┌─ ENTRIES SUPPLIED
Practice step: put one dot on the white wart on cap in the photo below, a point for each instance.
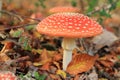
(64, 9)
(70, 25)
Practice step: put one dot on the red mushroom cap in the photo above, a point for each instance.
(64, 9)
(71, 25)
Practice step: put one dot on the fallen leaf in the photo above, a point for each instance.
(105, 39)
(80, 63)
(62, 73)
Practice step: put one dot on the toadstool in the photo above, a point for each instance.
(69, 26)
(64, 9)
(7, 75)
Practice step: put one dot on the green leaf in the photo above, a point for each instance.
(104, 13)
(92, 5)
(118, 4)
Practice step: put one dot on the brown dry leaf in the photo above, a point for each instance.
(106, 38)
(7, 45)
(80, 63)
(108, 60)
(62, 73)
(57, 57)
(55, 77)
(57, 64)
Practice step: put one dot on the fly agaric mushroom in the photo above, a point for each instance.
(6, 75)
(36, 16)
(69, 26)
(64, 9)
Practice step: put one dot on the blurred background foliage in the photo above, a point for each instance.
(94, 8)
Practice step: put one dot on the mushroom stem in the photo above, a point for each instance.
(68, 45)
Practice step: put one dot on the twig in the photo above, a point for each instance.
(13, 27)
(20, 17)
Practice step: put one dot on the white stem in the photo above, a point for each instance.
(68, 45)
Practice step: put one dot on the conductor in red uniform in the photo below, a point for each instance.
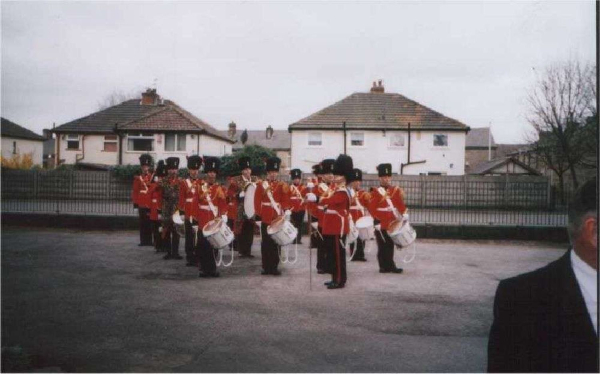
(386, 205)
(141, 199)
(271, 199)
(297, 193)
(212, 204)
(335, 221)
(188, 206)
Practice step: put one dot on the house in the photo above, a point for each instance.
(280, 141)
(480, 147)
(379, 127)
(18, 141)
(118, 135)
(503, 166)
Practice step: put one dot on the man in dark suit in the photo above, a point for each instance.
(547, 320)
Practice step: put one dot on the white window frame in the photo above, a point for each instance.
(177, 136)
(142, 136)
(440, 146)
(73, 138)
(352, 133)
(394, 134)
(320, 141)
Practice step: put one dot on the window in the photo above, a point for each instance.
(397, 140)
(140, 142)
(357, 139)
(314, 139)
(110, 143)
(175, 142)
(440, 140)
(73, 141)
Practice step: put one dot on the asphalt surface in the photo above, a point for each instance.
(96, 302)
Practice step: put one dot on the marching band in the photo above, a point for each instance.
(340, 215)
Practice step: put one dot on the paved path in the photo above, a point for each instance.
(89, 301)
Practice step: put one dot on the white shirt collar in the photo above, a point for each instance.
(587, 278)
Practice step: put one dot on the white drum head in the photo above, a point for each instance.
(249, 200)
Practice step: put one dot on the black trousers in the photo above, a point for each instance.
(206, 255)
(323, 263)
(359, 246)
(172, 242)
(145, 226)
(338, 257)
(385, 250)
(246, 237)
(190, 238)
(298, 220)
(156, 234)
(268, 250)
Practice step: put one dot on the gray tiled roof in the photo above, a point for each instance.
(377, 110)
(478, 138)
(131, 115)
(281, 139)
(12, 130)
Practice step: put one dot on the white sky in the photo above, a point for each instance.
(273, 63)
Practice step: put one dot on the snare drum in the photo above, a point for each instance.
(366, 228)
(217, 233)
(282, 231)
(402, 233)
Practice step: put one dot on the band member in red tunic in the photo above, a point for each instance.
(271, 199)
(335, 221)
(324, 262)
(297, 194)
(358, 208)
(156, 205)
(386, 205)
(213, 204)
(188, 206)
(243, 226)
(141, 199)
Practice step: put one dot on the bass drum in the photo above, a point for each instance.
(217, 233)
(402, 233)
(282, 231)
(249, 200)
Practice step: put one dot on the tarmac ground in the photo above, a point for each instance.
(96, 302)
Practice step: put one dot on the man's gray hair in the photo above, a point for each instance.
(581, 207)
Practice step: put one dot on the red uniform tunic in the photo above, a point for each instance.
(359, 204)
(379, 207)
(139, 193)
(155, 201)
(188, 197)
(216, 193)
(335, 217)
(262, 204)
(297, 194)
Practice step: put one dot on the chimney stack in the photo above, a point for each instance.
(269, 132)
(378, 87)
(232, 130)
(150, 97)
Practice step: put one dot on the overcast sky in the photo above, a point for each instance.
(273, 63)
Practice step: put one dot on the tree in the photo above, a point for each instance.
(560, 105)
(257, 154)
(116, 97)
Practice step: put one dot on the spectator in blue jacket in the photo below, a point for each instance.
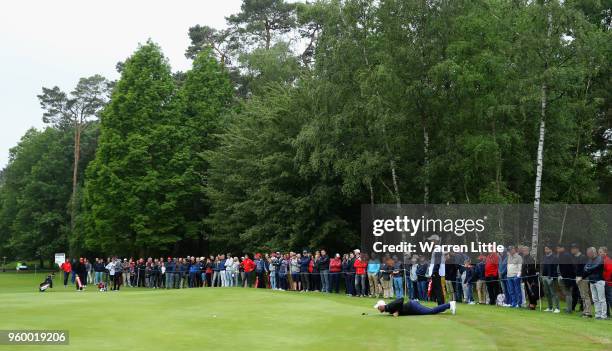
(261, 268)
(170, 273)
(502, 268)
(304, 263)
(550, 269)
(222, 271)
(481, 287)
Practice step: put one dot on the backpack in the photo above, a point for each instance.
(500, 300)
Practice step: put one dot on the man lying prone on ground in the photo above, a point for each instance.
(412, 308)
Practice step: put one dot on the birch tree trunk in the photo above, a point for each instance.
(425, 163)
(75, 171)
(535, 234)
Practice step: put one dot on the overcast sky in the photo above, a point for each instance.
(47, 43)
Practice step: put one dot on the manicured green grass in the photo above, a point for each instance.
(254, 319)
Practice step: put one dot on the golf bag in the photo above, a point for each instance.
(48, 283)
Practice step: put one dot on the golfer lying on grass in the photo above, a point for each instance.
(412, 308)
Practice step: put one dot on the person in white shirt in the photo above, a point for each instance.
(437, 272)
(229, 269)
(515, 262)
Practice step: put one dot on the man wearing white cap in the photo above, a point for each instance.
(412, 308)
(436, 271)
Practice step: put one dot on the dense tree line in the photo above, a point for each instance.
(296, 114)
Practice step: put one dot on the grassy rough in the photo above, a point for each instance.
(253, 319)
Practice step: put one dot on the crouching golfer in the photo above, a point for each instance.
(412, 308)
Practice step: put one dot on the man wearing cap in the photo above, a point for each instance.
(412, 308)
(436, 271)
(335, 267)
(304, 276)
(567, 276)
(580, 260)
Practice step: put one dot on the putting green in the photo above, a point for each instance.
(255, 319)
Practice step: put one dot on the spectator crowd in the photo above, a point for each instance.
(511, 279)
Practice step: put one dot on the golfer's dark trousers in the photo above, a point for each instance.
(305, 281)
(436, 289)
(492, 289)
(335, 282)
(117, 281)
(349, 280)
(418, 309)
(261, 280)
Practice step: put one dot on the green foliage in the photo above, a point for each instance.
(269, 143)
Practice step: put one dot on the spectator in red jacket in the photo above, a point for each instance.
(607, 261)
(249, 267)
(335, 267)
(66, 267)
(361, 265)
(491, 276)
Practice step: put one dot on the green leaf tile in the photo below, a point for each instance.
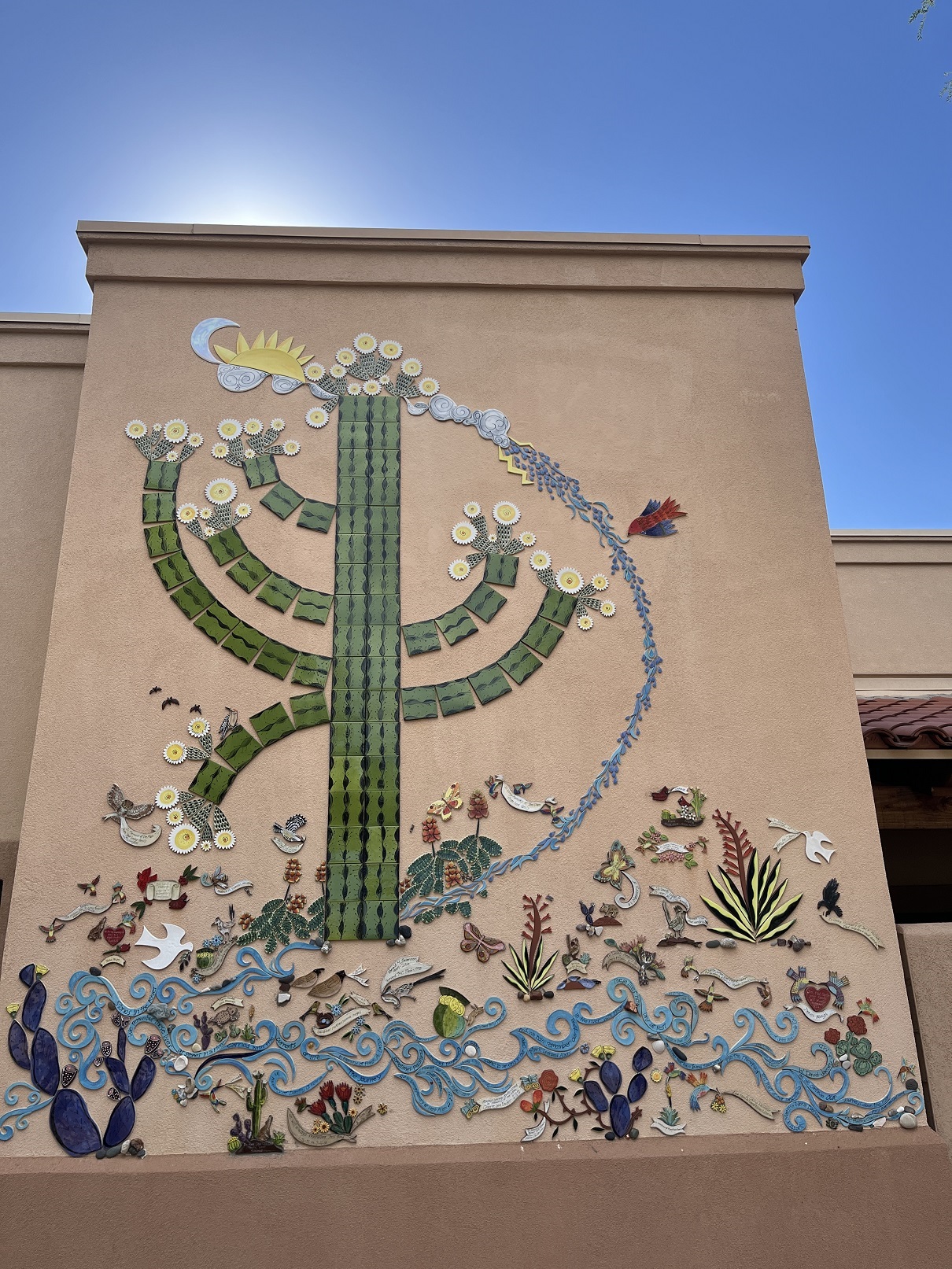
(419, 703)
(282, 500)
(275, 658)
(485, 602)
(272, 724)
(249, 573)
(279, 593)
(238, 749)
(519, 662)
(489, 684)
(455, 697)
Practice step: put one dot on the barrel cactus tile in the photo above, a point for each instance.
(489, 684)
(316, 515)
(519, 662)
(194, 598)
(272, 724)
(312, 670)
(484, 602)
(502, 570)
(216, 622)
(310, 710)
(455, 697)
(419, 703)
(558, 607)
(275, 658)
(456, 625)
(249, 573)
(161, 476)
(212, 782)
(542, 636)
(422, 637)
(226, 546)
(245, 642)
(239, 747)
(161, 540)
(174, 570)
(282, 500)
(279, 593)
(157, 505)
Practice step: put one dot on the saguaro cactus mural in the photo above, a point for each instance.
(362, 898)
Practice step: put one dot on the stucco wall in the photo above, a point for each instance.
(645, 368)
(41, 374)
(896, 590)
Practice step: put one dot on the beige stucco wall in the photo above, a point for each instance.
(896, 590)
(41, 374)
(645, 368)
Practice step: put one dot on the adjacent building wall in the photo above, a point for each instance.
(41, 374)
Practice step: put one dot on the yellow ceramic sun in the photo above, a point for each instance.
(268, 356)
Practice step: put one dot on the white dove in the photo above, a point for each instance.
(815, 849)
(168, 948)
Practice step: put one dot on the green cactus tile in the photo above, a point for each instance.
(245, 642)
(312, 670)
(542, 636)
(312, 606)
(558, 607)
(161, 540)
(382, 707)
(226, 546)
(174, 570)
(260, 471)
(382, 610)
(347, 737)
(484, 602)
(316, 515)
(422, 637)
(519, 662)
(455, 697)
(382, 577)
(157, 505)
(310, 710)
(500, 570)
(382, 807)
(216, 622)
(456, 625)
(419, 703)
(161, 475)
(194, 598)
(384, 522)
(212, 782)
(489, 684)
(352, 521)
(249, 573)
(351, 610)
(282, 500)
(279, 593)
(345, 921)
(239, 747)
(345, 846)
(272, 724)
(275, 658)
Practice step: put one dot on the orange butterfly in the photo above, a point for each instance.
(446, 805)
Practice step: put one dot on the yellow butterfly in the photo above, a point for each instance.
(446, 805)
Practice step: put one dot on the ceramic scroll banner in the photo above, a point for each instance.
(814, 842)
(124, 810)
(832, 913)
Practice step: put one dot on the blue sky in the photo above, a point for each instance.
(781, 117)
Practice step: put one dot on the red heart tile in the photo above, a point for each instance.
(817, 997)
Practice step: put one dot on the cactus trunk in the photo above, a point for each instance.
(363, 799)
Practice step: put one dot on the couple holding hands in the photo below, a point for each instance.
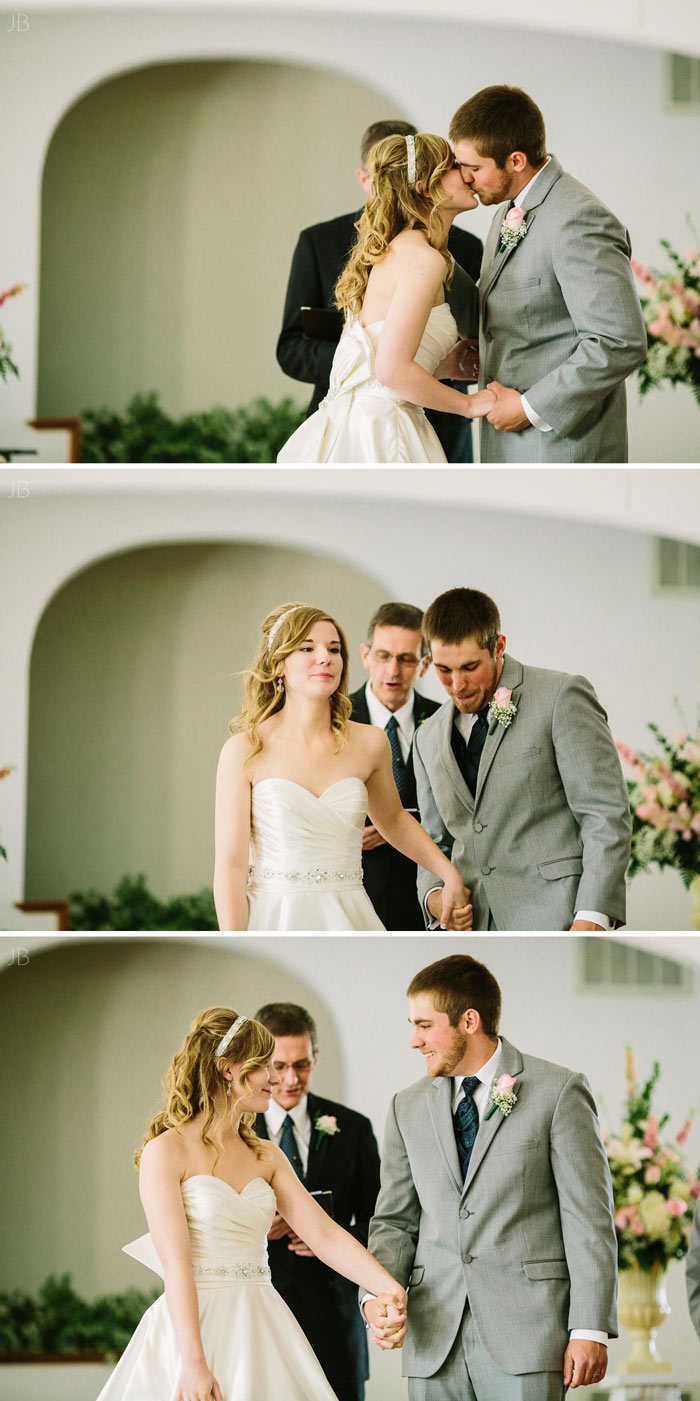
└─
• [TASK OBJECTIVE]: Quote exactly, and only, the lines from the one containing "Practice step: put one dot on the orange" through the last line of the records above, both included; leave out any pictures.

• [REPLY]:
Practice step: put one dot on the orange butterfly in the photo above, a point for each instance.
(446, 805)
Practice step: put one dot on the yellow butterfly in the photo above, a point for each instance.
(446, 805)
Practice step: put one dot on the ceramic scroll banner in the photo above, a point for each instance.
(814, 842)
(124, 810)
(832, 913)
Practice step: put one dot on the blue sky in the photo above, a point for each instance.
(781, 117)
Practice step: put one dot on the red heart tile in the photo above, a point for each instance.
(817, 997)
Practice step: put one dot on the cactus trunk in the photo above, a point for each instance.
(363, 799)
Practice step: put one dot on the couple holding hands in the photo below, a point for each instance.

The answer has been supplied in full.